## TEXT EXTRACT

The simplest example of a woven fabric. The black yarn is the ‘warp’ and the white yarn is the ‘weft’. Note this is not twill (Source: University of Alberta)

 A woven fabric is:

  • two or more sets of yarns (warp and weft) interlaced at right angles to each other

Warp yarns are:

  • in the lengthwise direction

  • yarn that runs parallel to the selvedge; in denim, it’s the dyed yarn, i.e. indigo-dyed

  • also called “ends” in weaving terms

Weft yarns are:

  • in the crosswise direction

  • runs across the warp yarn; in denim

  • typically left a natural, un-dyed color

  • also called “filling” or “picks” in weaving terms

NOTE: A simple way to remember and distinguish the two is to look at the “A” in warp and the “E” in weft. The letter “A” has its two vertical strokes, which conveniently go in the up/down direction like a warp yarn. The letter “E” has three horizontal strokes, which conveniently go like a weft yarn in the left/right direction.

An awesome visual displaying how the warp and weft interplay in selvedge fabrics.

## PROBLEMS TO WORK ON
• a. List every alternative weaving term that the passage on warp and weft yarns gives for either kind of yarn.
• b. Continue the passage on warp and weft yarns in woven fabric, starting after its final sentence.

(Records excerpted from a collection)
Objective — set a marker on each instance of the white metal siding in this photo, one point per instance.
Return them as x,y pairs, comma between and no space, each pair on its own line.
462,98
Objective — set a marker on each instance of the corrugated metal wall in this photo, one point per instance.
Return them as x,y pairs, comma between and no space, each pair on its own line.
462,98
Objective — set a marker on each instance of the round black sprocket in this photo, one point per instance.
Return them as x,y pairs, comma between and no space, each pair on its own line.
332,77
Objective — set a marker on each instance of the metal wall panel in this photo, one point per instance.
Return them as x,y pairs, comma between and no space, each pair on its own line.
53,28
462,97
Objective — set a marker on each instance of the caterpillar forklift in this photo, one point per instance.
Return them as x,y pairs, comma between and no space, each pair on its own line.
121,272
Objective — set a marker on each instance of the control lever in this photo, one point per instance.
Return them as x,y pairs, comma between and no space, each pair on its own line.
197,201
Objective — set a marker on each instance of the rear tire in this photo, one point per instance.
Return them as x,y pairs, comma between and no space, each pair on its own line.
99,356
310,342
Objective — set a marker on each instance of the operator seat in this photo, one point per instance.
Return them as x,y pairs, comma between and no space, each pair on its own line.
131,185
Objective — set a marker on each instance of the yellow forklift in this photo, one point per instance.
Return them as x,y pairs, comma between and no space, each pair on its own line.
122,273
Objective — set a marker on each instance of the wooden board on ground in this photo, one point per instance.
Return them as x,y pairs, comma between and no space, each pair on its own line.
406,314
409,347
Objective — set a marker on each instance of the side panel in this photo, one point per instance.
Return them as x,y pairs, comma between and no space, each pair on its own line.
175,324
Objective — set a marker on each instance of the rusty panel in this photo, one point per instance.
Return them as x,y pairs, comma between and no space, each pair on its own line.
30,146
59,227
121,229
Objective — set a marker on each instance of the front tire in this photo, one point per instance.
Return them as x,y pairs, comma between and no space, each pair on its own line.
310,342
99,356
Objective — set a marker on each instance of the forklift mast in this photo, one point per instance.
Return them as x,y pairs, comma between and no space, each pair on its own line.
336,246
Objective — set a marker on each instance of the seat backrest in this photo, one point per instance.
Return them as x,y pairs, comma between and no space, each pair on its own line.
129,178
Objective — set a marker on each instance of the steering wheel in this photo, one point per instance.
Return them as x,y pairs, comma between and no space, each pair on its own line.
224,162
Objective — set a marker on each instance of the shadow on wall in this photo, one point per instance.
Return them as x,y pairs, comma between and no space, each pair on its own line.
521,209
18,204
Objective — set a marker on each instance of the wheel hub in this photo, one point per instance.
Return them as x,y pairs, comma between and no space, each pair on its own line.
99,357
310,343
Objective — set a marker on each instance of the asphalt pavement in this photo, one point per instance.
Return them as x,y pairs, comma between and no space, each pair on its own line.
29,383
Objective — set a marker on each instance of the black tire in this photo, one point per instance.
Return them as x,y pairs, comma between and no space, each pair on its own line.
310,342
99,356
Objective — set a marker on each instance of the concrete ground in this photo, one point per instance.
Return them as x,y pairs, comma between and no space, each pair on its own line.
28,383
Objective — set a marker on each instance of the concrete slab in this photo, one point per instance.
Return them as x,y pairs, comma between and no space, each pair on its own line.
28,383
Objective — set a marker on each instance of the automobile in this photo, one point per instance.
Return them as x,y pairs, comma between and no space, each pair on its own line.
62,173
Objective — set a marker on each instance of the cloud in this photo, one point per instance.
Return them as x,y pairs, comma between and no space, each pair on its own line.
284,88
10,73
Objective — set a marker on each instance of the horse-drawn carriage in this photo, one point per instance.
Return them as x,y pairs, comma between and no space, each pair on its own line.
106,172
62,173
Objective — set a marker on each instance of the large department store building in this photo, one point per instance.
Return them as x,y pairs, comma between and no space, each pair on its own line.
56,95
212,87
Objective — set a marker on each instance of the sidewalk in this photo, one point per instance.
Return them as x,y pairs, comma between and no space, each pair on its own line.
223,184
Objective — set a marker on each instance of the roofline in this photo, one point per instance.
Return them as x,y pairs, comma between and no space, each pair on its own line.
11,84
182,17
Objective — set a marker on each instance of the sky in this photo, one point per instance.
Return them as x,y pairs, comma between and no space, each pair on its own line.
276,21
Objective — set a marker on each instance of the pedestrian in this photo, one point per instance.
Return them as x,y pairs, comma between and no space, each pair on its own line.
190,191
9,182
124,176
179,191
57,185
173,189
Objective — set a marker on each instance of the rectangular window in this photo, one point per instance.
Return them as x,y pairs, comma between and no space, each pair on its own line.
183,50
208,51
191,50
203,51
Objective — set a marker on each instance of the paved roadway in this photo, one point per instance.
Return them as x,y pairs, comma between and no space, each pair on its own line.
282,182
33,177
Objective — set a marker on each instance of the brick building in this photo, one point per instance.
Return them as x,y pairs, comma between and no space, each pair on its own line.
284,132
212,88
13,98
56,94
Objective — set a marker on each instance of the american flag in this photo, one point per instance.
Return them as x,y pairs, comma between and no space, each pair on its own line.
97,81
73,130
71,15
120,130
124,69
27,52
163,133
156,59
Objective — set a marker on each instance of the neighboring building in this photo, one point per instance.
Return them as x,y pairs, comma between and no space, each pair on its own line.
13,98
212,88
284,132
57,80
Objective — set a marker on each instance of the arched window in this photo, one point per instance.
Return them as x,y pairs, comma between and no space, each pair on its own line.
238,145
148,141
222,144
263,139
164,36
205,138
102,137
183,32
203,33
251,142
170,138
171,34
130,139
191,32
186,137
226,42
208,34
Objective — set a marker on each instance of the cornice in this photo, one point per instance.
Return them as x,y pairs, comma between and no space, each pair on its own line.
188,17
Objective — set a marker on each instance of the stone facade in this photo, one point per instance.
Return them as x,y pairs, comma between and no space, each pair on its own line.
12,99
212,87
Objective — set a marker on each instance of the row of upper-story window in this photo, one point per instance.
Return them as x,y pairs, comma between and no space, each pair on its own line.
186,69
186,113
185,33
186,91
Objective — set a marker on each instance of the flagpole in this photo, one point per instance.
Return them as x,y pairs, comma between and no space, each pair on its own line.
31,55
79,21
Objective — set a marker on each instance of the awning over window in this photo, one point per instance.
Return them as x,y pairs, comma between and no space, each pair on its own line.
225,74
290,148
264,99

## OUTPUTS
• a.
- "ends" (warp yarns)
- "filling" (weft yarns)
- "picks" (weft yarns)

• b.
Twill Weave

  • Weave repeats on 2 or more warp & weft yarns & diagonal lines are produced on the face of the fabric

  • The interlacing pattern is over more than 1 yarn & then under 1 or more yarns with a progression of “1” to create diagonal lines

Right-handed warp-face uneven twill

“Right-handed warp-face uneven twill” is the most common weave found in denim This is why denim is woven with a left-handed warp-face, it is marketed as ‘Left Hand Twill’ (LLHT).

The warp yarns are coloured with white filling yarns (i.e. weft). Because it is a warp-faced twill, the coloured warp yarns are predominant on the face and the white filling yarns on the back. Most often the warp yarns are indigo dyed, created the fabric in “blue jeans” (Understanding Textiles 7th ed.).

Admire the diagonal lines! Notice the warp (vertical yarns) and the weft (horizontal) lead to the selvedge. Neat, eh?

Now that you understand twill, look down at your jeans and remark how the warp and weft yarns work to make those diagonal lines in twill.